### USING THE INFORMATION
- a) In the chocolate passage, what were the values of the Aztecs' gold and silver coins set in?
- b) Decide whether each statement agrees with the chocolate passage. Answer yes or no for each, and quote the words from the passage that settle it.
(i) The Aztecs had no currency other than cacao beans.
(ii) Chocolate-covered pickles are sold at state fairs.
(iii) The writer expects that air-dropping crates of Ferrero Rocher would work.
- c) From the chocolate passage, copy the part starting with "Yeah, you might" and going on through "weight in chocolate.".

### PASSAGE TO READ
With state fairs hawking chocolate-covered pickles, and quirky candy shops advertising chocolate-dipped insects, you might think that every conceivable use of chocolate has been exhausted by now. Well, think again. People from decades and centuries ago were using chocolate in ways not even the most hipster Brooklyn chocolatier has ever considered. The following bizarre collection of economic policies, medicines, and everything in between seriously redefines the term "chocoholic."
Yeah, you might love chocolate, but how many of you carry around a Hershey's bar in your wallet? This one goes all the way back to the Aztecs who had such a crush on the cacao bean that they literally used it as currency. To be clear, the Aztecs had actual currency too, namely gold and silver coins. These coins though, had their value set in, wait for it...cacao beans. Nowadays something is 'worth its weight in gold,' but for the Aztecs, gold itself was only worth its weight in chocolate.
New economic stimulus plan: air-drop crates of Ferrero Rocher over failing neighborhoods. Would it work? Probably not, but I bet it would still be the most popular decision the Fed has made in years.

### EXCERPTED DATA
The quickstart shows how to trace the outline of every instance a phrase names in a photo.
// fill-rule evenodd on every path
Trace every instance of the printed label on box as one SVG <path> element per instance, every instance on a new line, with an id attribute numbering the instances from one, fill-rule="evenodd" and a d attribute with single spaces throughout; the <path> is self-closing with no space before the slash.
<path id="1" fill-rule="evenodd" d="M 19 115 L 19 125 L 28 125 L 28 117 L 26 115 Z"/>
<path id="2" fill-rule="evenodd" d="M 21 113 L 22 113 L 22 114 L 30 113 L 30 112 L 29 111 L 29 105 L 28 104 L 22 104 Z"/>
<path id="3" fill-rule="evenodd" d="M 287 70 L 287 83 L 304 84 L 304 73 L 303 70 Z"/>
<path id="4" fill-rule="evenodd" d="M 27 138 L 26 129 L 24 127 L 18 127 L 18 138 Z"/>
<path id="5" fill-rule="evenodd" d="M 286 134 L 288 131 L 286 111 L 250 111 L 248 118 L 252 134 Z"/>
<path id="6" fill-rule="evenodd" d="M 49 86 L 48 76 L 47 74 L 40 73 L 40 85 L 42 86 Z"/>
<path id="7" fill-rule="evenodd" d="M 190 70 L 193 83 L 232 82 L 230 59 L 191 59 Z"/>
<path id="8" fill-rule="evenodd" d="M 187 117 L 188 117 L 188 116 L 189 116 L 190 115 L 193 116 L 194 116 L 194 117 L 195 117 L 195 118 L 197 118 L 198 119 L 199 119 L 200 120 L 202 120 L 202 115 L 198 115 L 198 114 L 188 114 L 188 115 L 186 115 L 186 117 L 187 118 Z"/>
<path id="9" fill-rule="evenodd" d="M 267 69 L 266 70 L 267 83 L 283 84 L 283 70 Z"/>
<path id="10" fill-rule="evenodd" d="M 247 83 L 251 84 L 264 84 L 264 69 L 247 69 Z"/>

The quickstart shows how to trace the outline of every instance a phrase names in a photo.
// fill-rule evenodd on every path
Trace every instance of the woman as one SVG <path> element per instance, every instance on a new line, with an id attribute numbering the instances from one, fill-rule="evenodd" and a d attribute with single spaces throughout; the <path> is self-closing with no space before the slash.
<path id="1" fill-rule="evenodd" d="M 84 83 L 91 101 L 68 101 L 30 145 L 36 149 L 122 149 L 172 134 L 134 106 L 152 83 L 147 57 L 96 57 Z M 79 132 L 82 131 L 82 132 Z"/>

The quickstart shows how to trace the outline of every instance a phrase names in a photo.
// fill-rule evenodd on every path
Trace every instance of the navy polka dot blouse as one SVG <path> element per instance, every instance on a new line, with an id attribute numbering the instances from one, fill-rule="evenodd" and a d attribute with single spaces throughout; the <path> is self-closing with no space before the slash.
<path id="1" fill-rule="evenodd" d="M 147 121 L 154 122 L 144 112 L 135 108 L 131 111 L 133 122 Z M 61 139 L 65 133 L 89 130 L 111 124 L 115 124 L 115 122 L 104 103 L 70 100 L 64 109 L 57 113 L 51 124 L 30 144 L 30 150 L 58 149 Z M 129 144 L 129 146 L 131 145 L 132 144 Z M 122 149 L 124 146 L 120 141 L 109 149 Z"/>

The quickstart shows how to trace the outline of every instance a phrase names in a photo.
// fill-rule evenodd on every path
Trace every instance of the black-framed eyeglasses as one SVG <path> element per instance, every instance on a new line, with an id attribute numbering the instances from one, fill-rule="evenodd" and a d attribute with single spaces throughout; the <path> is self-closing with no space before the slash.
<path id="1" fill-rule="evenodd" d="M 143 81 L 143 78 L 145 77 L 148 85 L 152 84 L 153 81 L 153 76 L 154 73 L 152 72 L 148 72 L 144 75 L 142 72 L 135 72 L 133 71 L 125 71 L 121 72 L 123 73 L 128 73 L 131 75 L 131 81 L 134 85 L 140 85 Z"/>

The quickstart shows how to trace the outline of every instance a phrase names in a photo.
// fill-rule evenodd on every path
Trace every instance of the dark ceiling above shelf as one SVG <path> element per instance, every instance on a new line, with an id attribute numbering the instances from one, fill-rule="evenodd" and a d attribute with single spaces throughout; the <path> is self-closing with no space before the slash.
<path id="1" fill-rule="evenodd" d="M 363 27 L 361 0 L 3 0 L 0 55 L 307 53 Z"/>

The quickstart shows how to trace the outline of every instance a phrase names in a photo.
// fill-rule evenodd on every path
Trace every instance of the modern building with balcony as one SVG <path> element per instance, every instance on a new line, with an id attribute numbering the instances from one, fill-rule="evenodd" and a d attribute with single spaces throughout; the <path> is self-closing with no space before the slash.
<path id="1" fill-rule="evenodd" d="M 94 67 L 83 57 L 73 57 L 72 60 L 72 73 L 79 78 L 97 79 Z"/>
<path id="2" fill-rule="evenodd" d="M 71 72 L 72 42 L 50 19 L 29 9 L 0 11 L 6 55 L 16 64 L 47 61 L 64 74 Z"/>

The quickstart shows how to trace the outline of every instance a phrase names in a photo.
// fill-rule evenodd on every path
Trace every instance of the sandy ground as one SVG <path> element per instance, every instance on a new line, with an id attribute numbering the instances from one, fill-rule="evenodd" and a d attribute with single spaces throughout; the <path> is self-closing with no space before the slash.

### ANSWERS GIVEN
- a) Cacao beans.

- b)
(i) No: "the Aztecs had actual currency too, namely gold and silver coins."
(ii) Yes: "With state fairs hawking chocolate-covered pickles"
(iii) No: "Would it work? Probably not"

- c)
Yeah, you might love chocolate, but how many of you carry around a Hershey's bar in your wallet? This one goes all the way back to the Aztecs who had such a crush on the cacao bean that they literally used it as currency. To be clear, the Aztecs had actual currency too, namely gold and silver coins. These coins though, had their value set in, wait for it...cacao beans. Nowadays something is 'worth its weight in gold,' but for the Aztecs, gold itself was only worth its weight in chocolate.